*Task to complete:*
In full and without deviation, write out the entries that follow.
Start of Records for the exercise
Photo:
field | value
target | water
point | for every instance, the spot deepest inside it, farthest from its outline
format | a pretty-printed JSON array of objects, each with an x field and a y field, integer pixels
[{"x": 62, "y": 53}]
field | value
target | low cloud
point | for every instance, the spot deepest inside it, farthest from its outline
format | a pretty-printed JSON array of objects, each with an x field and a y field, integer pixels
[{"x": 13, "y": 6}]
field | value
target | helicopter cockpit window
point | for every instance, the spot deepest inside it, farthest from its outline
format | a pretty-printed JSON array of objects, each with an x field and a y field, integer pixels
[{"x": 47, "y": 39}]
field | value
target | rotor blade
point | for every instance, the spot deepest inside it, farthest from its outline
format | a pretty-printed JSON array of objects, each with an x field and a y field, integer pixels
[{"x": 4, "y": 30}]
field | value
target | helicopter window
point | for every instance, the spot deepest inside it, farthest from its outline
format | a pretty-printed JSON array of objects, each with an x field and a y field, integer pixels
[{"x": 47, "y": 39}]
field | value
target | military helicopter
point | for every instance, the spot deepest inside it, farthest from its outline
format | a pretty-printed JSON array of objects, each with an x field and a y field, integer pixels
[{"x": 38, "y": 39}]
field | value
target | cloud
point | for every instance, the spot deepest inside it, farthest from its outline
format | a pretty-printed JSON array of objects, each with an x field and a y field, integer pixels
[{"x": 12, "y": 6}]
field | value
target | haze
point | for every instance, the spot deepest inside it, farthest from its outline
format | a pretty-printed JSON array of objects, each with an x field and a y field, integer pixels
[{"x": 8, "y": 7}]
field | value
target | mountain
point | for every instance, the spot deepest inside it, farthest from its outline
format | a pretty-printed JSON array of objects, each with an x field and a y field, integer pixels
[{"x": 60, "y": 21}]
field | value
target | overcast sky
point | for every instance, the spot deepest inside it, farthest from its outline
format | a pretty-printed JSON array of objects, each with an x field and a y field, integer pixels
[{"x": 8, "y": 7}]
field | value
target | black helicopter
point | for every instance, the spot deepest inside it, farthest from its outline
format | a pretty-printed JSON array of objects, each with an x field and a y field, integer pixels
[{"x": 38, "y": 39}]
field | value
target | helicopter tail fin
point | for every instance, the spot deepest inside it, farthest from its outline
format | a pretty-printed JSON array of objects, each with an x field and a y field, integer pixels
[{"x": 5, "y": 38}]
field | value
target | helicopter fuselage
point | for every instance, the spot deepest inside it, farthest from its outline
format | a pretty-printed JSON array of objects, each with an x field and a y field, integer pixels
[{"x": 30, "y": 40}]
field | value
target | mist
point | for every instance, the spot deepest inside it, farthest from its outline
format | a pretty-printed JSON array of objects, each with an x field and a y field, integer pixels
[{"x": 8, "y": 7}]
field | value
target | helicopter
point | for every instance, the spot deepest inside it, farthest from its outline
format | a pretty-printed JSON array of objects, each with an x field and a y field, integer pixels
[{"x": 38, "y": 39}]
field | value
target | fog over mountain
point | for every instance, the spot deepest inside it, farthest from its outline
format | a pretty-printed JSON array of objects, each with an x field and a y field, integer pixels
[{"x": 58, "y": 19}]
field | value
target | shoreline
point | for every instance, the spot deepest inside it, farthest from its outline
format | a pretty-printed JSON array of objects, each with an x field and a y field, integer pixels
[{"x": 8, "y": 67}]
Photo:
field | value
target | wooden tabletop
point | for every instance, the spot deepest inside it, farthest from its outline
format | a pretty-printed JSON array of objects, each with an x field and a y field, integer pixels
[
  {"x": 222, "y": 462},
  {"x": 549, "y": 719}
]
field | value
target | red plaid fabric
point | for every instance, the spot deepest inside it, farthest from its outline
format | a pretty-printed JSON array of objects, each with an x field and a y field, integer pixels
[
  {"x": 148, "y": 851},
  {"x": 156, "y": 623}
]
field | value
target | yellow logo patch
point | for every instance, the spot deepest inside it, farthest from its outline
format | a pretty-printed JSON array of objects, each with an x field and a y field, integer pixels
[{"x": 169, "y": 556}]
End of Records for the exercise
*Answer for this exercise:*
Photo:
field | value
target | water
point | for every instance, the spot deepest inside it, farthest from its outline
format | a pretty-printed JSON array of objects, each with an x field and a y field, integer pixels
[{"x": 62, "y": 53}]
field | value
target | low cloud
point | for every instance, the spot deepest inside it, farthest from its outline
format | a pretty-printed JSON array of objects, each with an x field and a y field, integer pixels
[{"x": 13, "y": 6}]
field | value
target | helicopter cockpit window
point | for every instance, the spot deepest inside it, farthest from its outline
format | a pretty-printed JSON array of objects, each with an x field and a y field, integer pixels
[{"x": 47, "y": 39}]
field | value
target | rotor blade
point | for every instance, the spot deepest inside it, farthest from its outline
format | a pretty-printed JSON array of objects, each with an x field and a y field, integer pixels
[{"x": 4, "y": 30}]
field | value
target | helicopter window
point | for every instance, the spot deepest inside it, farthest from its outline
format | a pretty-printed JSON array of objects, each with an x field and a y field, integer pixels
[{"x": 47, "y": 39}]
field | value
target | military helicopter
point | for every instance, the spot deepest inside it, farthest from its outline
format | a pretty-printed JSON array of objects, each with an x field and a y field, integer pixels
[{"x": 38, "y": 39}]
field | value
target | cloud
point | for every instance, the spot deepest inside it, farthest from its outline
format | a pretty-printed JSON array of objects, each with an x field and a y field, integer pixels
[{"x": 12, "y": 6}]
field | value
target | haze
point | for every instance, the spot deepest inside it, farthest from its outline
format | a pretty-printed JSON array of objects, each with an x field and a y field, integer pixels
[{"x": 8, "y": 7}]
field | value
target | mountain
point | for every instance, the spot deepest inside it, farthest from its outline
format | a pretty-printed JSON array of objects, each with an x field and a y field, integer pixels
[{"x": 60, "y": 21}]
field | value
target | overcast sky
point | for every instance, the spot deepest inside it, farthest from its outline
format | a pretty-printed JSON array of objects, each with an x field and a y field, integer pixels
[{"x": 8, "y": 7}]
field | value
target | black helicopter
point | for every instance, the spot deepest inside it, farthest from its outline
format | a pretty-printed JSON array of objects, each with an x field and a y field, integer pixels
[{"x": 38, "y": 39}]
field | value
target | helicopter tail fin
point | for every instance, the spot deepest inside it, farthest from its outline
format | a pretty-printed JSON array of objects, each with an x field and a y field, integer pixels
[{"x": 5, "y": 38}]
field | value
target | helicopter fuselage
point | for every instance, the spot deepest inside it, farthest from its outline
format | a pretty-printed JSON array of objects, each with an x field and a y field, integer pixels
[{"x": 30, "y": 40}]
field | value
target | mist
point | for every instance, the spot deepest inside it, farthest from its outline
format | a pretty-printed JSON array of objects, each with an x field and a y field, integer pixels
[{"x": 8, "y": 7}]
field | value
target | helicopter
point | for every instance, the spot deepest inside it, farthest from its outline
format | a pretty-printed JSON array of objects, each with an x field and a y field, integer pixels
[{"x": 38, "y": 39}]
field | value
target | fog over mountain
point | for every instance, the spot deepest inside it, farthest from its outline
format | a pretty-printed JSON array of objects, each with an x field and a y field, integer pixels
[{"x": 58, "y": 19}]
field | value
target | shoreline
point | for every instance, the spot deepest inside it, farthest from its outline
format | a pretty-printed JSON array of objects, each with an x field and a y field, integer pixels
[{"x": 8, "y": 67}]
Photo:
field | value
target | wooden tabletop
point | for every instance, the spot deepest inside it, farthest from its outline
format | a pretty-printed JSON array of objects, each with an x field and a y field, integer pixels
[
  {"x": 222, "y": 462},
  {"x": 549, "y": 719}
]
field | value
target | red plaid fabric
point | for every instance, the spot deepest inside it, farthest from its outline
format | a pretty-printed JSON array of objects, each with an x field and a y field, integer pixels
[
  {"x": 148, "y": 851},
  {"x": 156, "y": 623}
]
field | value
target | yellow logo patch
point | for every instance, the spot deepest inside it, farthest from its outline
format | a pretty-printed JSON array of objects, each with an x field and a y field, integer pixels
[{"x": 169, "y": 556}]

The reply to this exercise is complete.